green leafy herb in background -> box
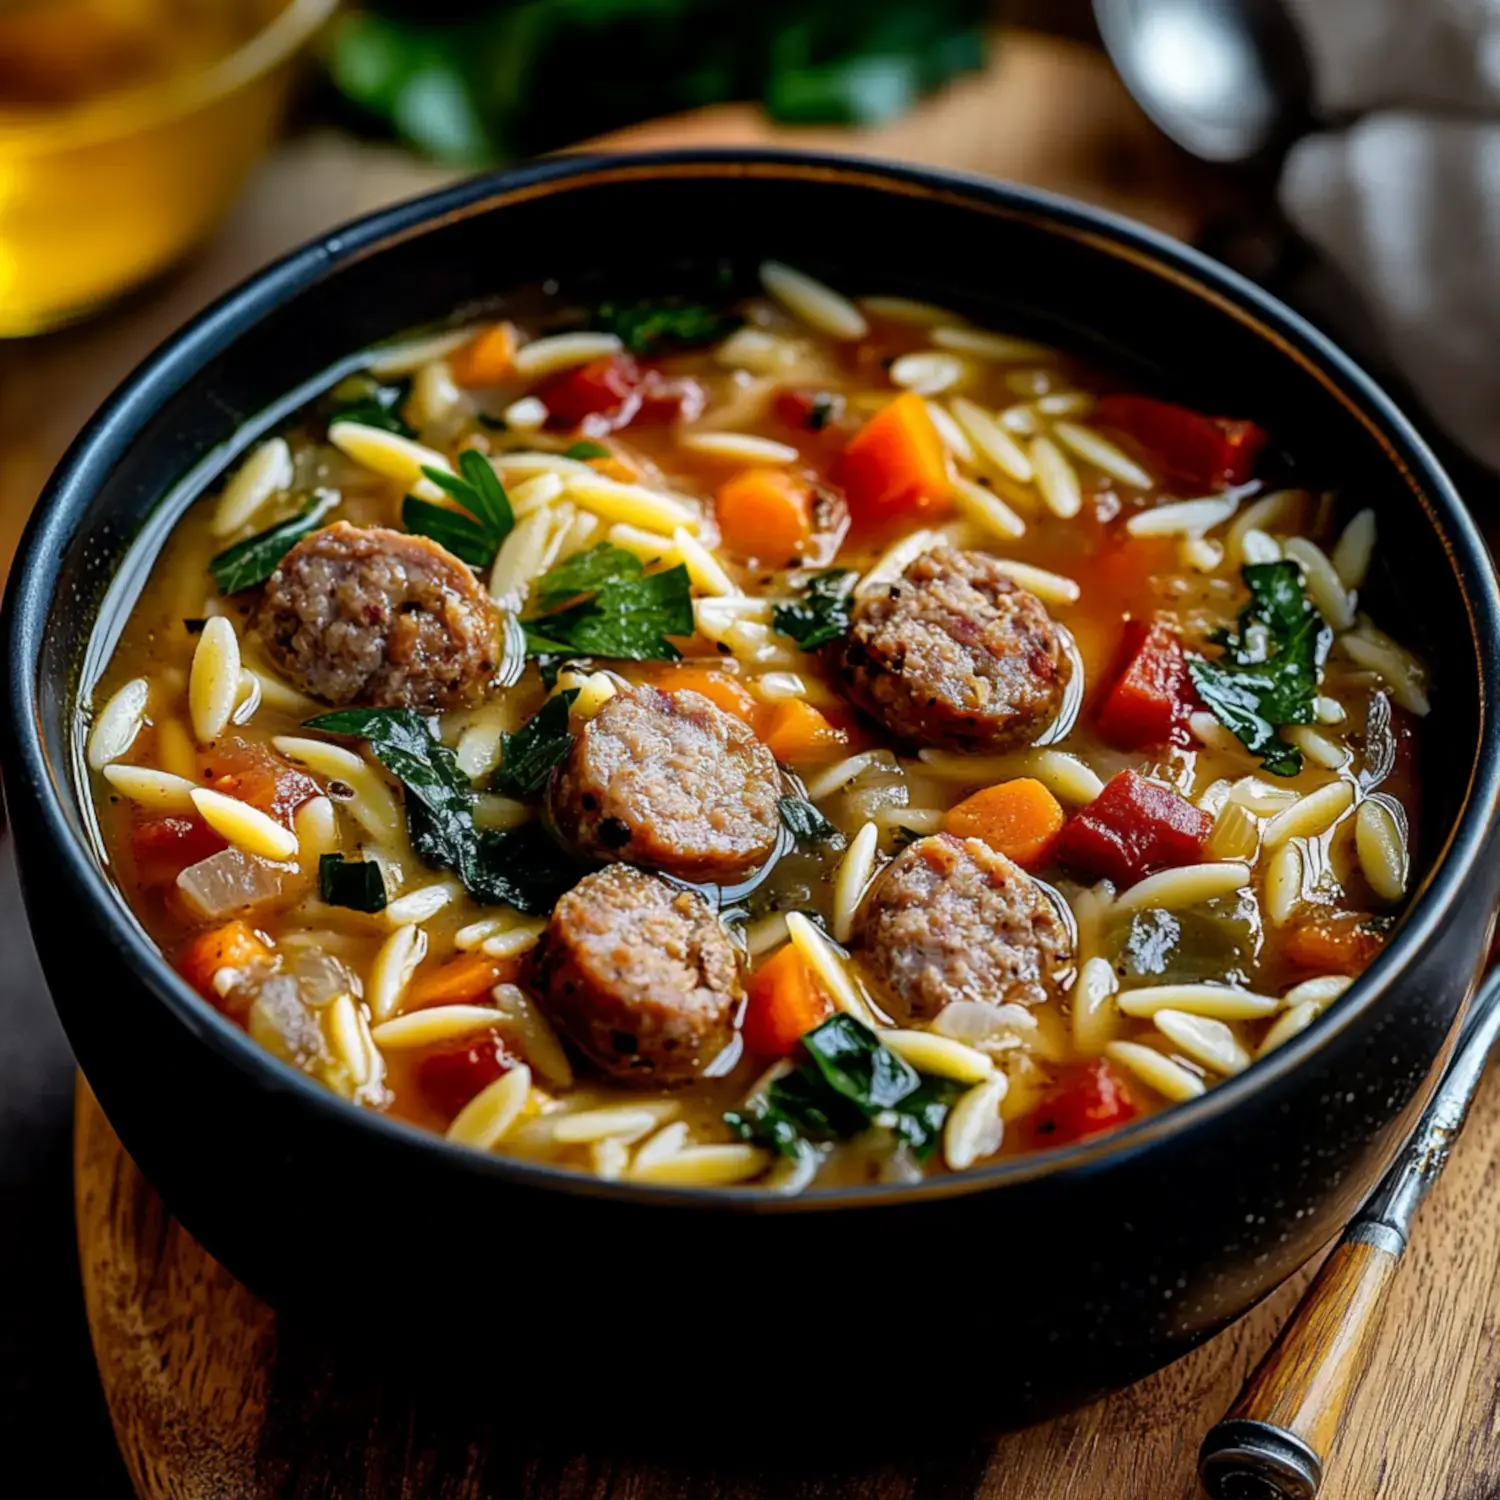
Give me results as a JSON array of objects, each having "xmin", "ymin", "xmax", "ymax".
[
  {"xmin": 596, "ymin": 299, "xmax": 741, "ymax": 356},
  {"xmin": 524, "ymin": 542, "xmax": 693, "ymax": 661},
  {"xmin": 210, "ymin": 491, "xmax": 339, "ymax": 594},
  {"xmin": 562, "ymin": 440, "xmax": 612, "ymax": 461},
  {"xmin": 327, "ymin": 374, "xmax": 416, "ymax": 436},
  {"xmin": 1188, "ymin": 561, "xmax": 1331, "ymax": 777},
  {"xmin": 401, "ymin": 449, "xmax": 515, "ymax": 568},
  {"xmin": 304, "ymin": 707, "xmax": 579, "ymax": 912},
  {"xmin": 726, "ymin": 1014, "xmax": 964, "ymax": 1163},
  {"xmin": 778, "ymin": 796, "xmax": 845, "ymax": 849},
  {"xmin": 324, "ymin": 1, "xmax": 990, "ymax": 165},
  {"xmin": 773, "ymin": 569, "xmax": 856, "ymax": 651}
]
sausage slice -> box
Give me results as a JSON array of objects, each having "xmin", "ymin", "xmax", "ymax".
[
  {"xmin": 535, "ymin": 865, "xmax": 742, "ymax": 1084},
  {"xmin": 838, "ymin": 546, "xmax": 1073, "ymax": 750},
  {"xmin": 549, "ymin": 684, "xmax": 781, "ymax": 883},
  {"xmin": 254, "ymin": 522, "xmax": 501, "ymax": 709},
  {"xmin": 855, "ymin": 833, "xmax": 1072, "ymax": 1021}
]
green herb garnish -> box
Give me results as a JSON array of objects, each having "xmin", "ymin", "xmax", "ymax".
[
  {"xmin": 1188, "ymin": 561, "xmax": 1331, "ymax": 777},
  {"xmin": 402, "ymin": 450, "xmax": 514, "ymax": 569},
  {"xmin": 318, "ymin": 854, "xmax": 389, "ymax": 914},
  {"xmin": 563, "ymin": 440, "xmax": 612, "ymax": 461},
  {"xmin": 726, "ymin": 1014, "xmax": 963, "ymax": 1163},
  {"xmin": 328, "ymin": 376, "xmax": 414, "ymax": 437},
  {"xmin": 772, "ymin": 569, "xmax": 857, "ymax": 651},
  {"xmin": 595, "ymin": 299, "xmax": 740, "ymax": 356},
  {"xmin": 523, "ymin": 543, "xmax": 693, "ymax": 662},
  {"xmin": 492, "ymin": 690, "xmax": 579, "ymax": 798},
  {"xmin": 209, "ymin": 491, "xmax": 339, "ymax": 595},
  {"xmin": 778, "ymin": 795, "xmax": 845, "ymax": 848},
  {"xmin": 303, "ymin": 708, "xmax": 579, "ymax": 913}
]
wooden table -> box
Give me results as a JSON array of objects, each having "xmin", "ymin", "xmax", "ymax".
[{"xmin": 10, "ymin": 26, "xmax": 1499, "ymax": 1500}]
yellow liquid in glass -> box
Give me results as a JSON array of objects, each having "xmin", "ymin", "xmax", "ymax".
[{"xmin": 0, "ymin": 0, "xmax": 319, "ymax": 336}]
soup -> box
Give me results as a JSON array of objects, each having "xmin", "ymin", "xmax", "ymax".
[{"xmin": 83, "ymin": 265, "xmax": 1426, "ymax": 1192}]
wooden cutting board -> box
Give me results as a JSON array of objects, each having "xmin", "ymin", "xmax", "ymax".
[{"xmin": 49, "ymin": 26, "xmax": 1500, "ymax": 1500}]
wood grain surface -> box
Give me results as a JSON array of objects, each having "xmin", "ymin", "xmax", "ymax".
[{"xmin": 40, "ymin": 22, "xmax": 1500, "ymax": 1500}]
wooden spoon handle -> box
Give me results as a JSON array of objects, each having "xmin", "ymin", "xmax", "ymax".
[{"xmin": 1198, "ymin": 1225, "xmax": 1403, "ymax": 1500}]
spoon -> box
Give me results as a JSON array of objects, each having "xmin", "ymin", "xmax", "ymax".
[
  {"xmin": 1092, "ymin": 0, "xmax": 1315, "ymax": 164},
  {"xmin": 1196, "ymin": 960, "xmax": 1500, "ymax": 1499}
]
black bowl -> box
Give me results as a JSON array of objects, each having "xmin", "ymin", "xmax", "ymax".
[{"xmin": 5, "ymin": 151, "xmax": 1500, "ymax": 1423}]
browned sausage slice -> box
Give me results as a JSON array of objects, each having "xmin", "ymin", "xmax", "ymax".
[
  {"xmin": 254, "ymin": 522, "xmax": 502, "ymax": 708},
  {"xmin": 838, "ymin": 546, "xmax": 1073, "ymax": 751},
  {"xmin": 535, "ymin": 865, "xmax": 743, "ymax": 1084},
  {"xmin": 549, "ymin": 684, "xmax": 781, "ymax": 883},
  {"xmin": 855, "ymin": 833, "xmax": 1072, "ymax": 1022}
]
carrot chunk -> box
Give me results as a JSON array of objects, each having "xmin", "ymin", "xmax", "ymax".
[
  {"xmin": 741, "ymin": 944, "xmax": 834, "ymax": 1058},
  {"xmin": 200, "ymin": 739, "xmax": 318, "ymax": 826},
  {"xmin": 449, "ymin": 322, "xmax": 516, "ymax": 387},
  {"xmin": 647, "ymin": 663, "xmax": 759, "ymax": 724},
  {"xmin": 407, "ymin": 952, "xmax": 514, "ymax": 1011},
  {"xmin": 942, "ymin": 778, "xmax": 1066, "ymax": 869},
  {"xmin": 1052, "ymin": 769, "xmax": 1212, "ymax": 887},
  {"xmin": 759, "ymin": 699, "xmax": 848, "ymax": 764},
  {"xmin": 1285, "ymin": 913, "xmax": 1389, "ymax": 977},
  {"xmin": 716, "ymin": 467, "xmax": 813, "ymax": 563},
  {"xmin": 177, "ymin": 920, "xmax": 271, "ymax": 1001},
  {"xmin": 836, "ymin": 392, "xmax": 951, "ymax": 524},
  {"xmin": 1095, "ymin": 619, "xmax": 1197, "ymax": 751}
]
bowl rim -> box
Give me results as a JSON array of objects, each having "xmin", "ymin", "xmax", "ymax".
[
  {"xmin": 8, "ymin": 147, "xmax": 1500, "ymax": 1213},
  {"xmin": 0, "ymin": 0, "xmax": 338, "ymax": 151}
]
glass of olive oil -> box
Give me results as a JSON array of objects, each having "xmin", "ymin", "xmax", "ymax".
[{"xmin": 0, "ymin": 0, "xmax": 337, "ymax": 336}]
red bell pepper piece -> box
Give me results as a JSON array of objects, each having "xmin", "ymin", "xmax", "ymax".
[
  {"xmin": 1095, "ymin": 619, "xmax": 1197, "ymax": 750},
  {"xmin": 1053, "ymin": 769, "xmax": 1213, "ymax": 887},
  {"xmin": 413, "ymin": 1028, "xmax": 519, "ymax": 1120},
  {"xmin": 1031, "ymin": 1059, "xmax": 1139, "ymax": 1146},
  {"xmin": 539, "ymin": 353, "xmax": 704, "ymax": 433},
  {"xmin": 774, "ymin": 387, "xmax": 845, "ymax": 432},
  {"xmin": 1094, "ymin": 393, "xmax": 1268, "ymax": 491}
]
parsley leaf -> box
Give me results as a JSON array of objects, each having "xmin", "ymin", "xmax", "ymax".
[
  {"xmin": 328, "ymin": 375, "xmax": 414, "ymax": 437},
  {"xmin": 209, "ymin": 491, "xmax": 339, "ymax": 594},
  {"xmin": 401, "ymin": 449, "xmax": 514, "ymax": 570},
  {"xmin": 773, "ymin": 569, "xmax": 857, "ymax": 650},
  {"xmin": 725, "ymin": 1014, "xmax": 963, "ymax": 1163},
  {"xmin": 302, "ymin": 708, "xmax": 579, "ymax": 914},
  {"xmin": 524, "ymin": 543, "xmax": 693, "ymax": 662},
  {"xmin": 778, "ymin": 796, "xmax": 845, "ymax": 848},
  {"xmin": 319, "ymin": 854, "xmax": 388, "ymax": 914},
  {"xmin": 492, "ymin": 690, "xmax": 579, "ymax": 798},
  {"xmin": 1188, "ymin": 561, "xmax": 1331, "ymax": 777},
  {"xmin": 563, "ymin": 440, "xmax": 612, "ymax": 461},
  {"xmin": 595, "ymin": 299, "xmax": 740, "ymax": 356}
]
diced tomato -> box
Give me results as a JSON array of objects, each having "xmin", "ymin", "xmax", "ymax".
[
  {"xmin": 200, "ymin": 738, "xmax": 318, "ymax": 827},
  {"xmin": 774, "ymin": 387, "xmax": 845, "ymax": 432},
  {"xmin": 1285, "ymin": 912, "xmax": 1389, "ymax": 977},
  {"xmin": 1094, "ymin": 393, "xmax": 1268, "ymax": 491},
  {"xmin": 1095, "ymin": 619, "xmax": 1198, "ymax": 750},
  {"xmin": 539, "ymin": 354, "xmax": 706, "ymax": 433},
  {"xmin": 1031, "ymin": 1059, "xmax": 1139, "ymax": 1146},
  {"xmin": 413, "ymin": 1028, "xmax": 519, "ymax": 1120},
  {"xmin": 129, "ymin": 815, "xmax": 226, "ymax": 888},
  {"xmin": 1053, "ymin": 769, "xmax": 1213, "ymax": 887}
]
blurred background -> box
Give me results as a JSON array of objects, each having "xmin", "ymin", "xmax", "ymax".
[{"xmin": 0, "ymin": 0, "xmax": 1473, "ymax": 1493}]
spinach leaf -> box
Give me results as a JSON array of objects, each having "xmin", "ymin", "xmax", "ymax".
[
  {"xmin": 209, "ymin": 491, "xmax": 339, "ymax": 594},
  {"xmin": 328, "ymin": 375, "xmax": 414, "ymax": 437},
  {"xmin": 773, "ymin": 569, "xmax": 856, "ymax": 650},
  {"xmin": 524, "ymin": 543, "xmax": 693, "ymax": 662},
  {"xmin": 596, "ymin": 299, "xmax": 740, "ymax": 356},
  {"xmin": 492, "ymin": 690, "xmax": 579, "ymax": 798},
  {"xmin": 303, "ymin": 708, "xmax": 578, "ymax": 914},
  {"xmin": 563, "ymin": 440, "xmax": 612, "ymax": 461},
  {"xmin": 778, "ymin": 796, "xmax": 845, "ymax": 849},
  {"xmin": 403, "ymin": 449, "xmax": 514, "ymax": 568},
  {"xmin": 725, "ymin": 1014, "xmax": 963, "ymax": 1164},
  {"xmin": 1188, "ymin": 561, "xmax": 1331, "ymax": 777},
  {"xmin": 319, "ymin": 854, "xmax": 388, "ymax": 914}
]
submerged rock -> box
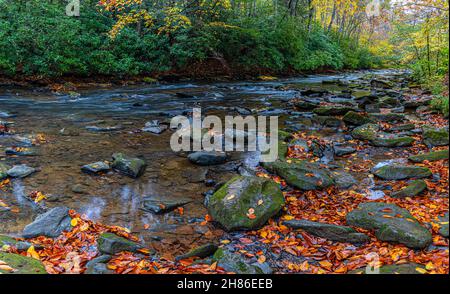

====================

WORK ORDER
Each line in the listing above that includes "herb" is to be copied.

TASK SOLUTION
green leafy herb in background -> box
green herb garnish -> box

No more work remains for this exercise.